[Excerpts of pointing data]

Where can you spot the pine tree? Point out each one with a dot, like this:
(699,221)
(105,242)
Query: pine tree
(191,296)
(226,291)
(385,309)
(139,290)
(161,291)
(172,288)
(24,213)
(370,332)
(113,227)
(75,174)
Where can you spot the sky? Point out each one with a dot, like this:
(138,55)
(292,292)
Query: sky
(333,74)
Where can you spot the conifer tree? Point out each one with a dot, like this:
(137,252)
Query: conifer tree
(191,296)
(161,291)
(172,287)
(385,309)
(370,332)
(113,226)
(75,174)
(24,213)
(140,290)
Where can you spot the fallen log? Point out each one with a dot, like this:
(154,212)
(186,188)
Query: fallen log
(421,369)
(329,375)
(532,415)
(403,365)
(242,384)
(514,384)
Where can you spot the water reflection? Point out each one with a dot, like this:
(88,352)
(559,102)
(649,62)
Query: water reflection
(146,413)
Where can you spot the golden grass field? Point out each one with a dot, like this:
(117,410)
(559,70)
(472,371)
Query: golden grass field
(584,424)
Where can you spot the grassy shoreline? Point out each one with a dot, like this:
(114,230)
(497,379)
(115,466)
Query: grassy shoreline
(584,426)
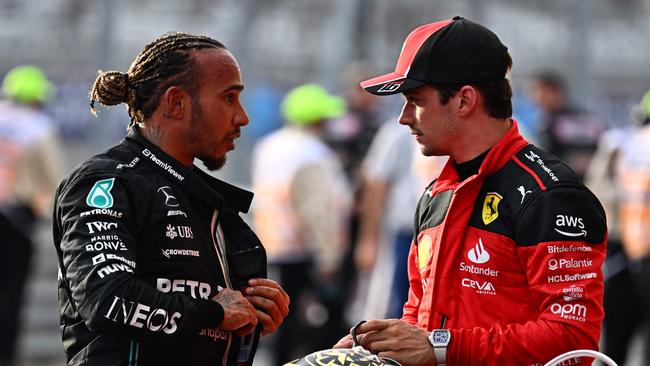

▶ _Set problem_: Reproduce the listing above word for word, without the picture.

▶ _Task answer_:
Where can you spot the pine tree? Point out each one with a dot, like this:
(699,221)
(105,242)
Query: pine tree
(191,296)
(226,291)
(385,309)
(139,290)
(161,291)
(172,288)
(24,213)
(370,332)
(113,227)
(75,174)
Where can you spot the sky? Point out each one with a dot, like this:
(138,55)
(292,292)
Query: sky
(333,74)
Where can you spot the conifer tree? Point out each one with a dot, like this:
(137,252)
Query: conifer tree
(191,296)
(161,291)
(172,287)
(385,309)
(370,332)
(113,226)
(75,174)
(24,213)
(140,290)
Where can you spot the fallen log? Point out each one with a dot, like this:
(154,212)
(186,188)
Query: fallen log
(421,369)
(329,375)
(532,415)
(403,365)
(242,384)
(514,384)
Where can you spot the water reflection? Point out each one with a dot, like this:
(88,352)
(559,102)
(649,62)
Query: water reflection
(146,413)
Where can you spot the golden grass field? Point out each one with a dot, like this:
(117,410)
(559,70)
(472,371)
Query: golden grass field
(584,424)
Where can you spot the grassy shoreline? Point out each one with a dot, like this:
(114,230)
(497,379)
(115,466)
Query: grassy shoreline
(584,426)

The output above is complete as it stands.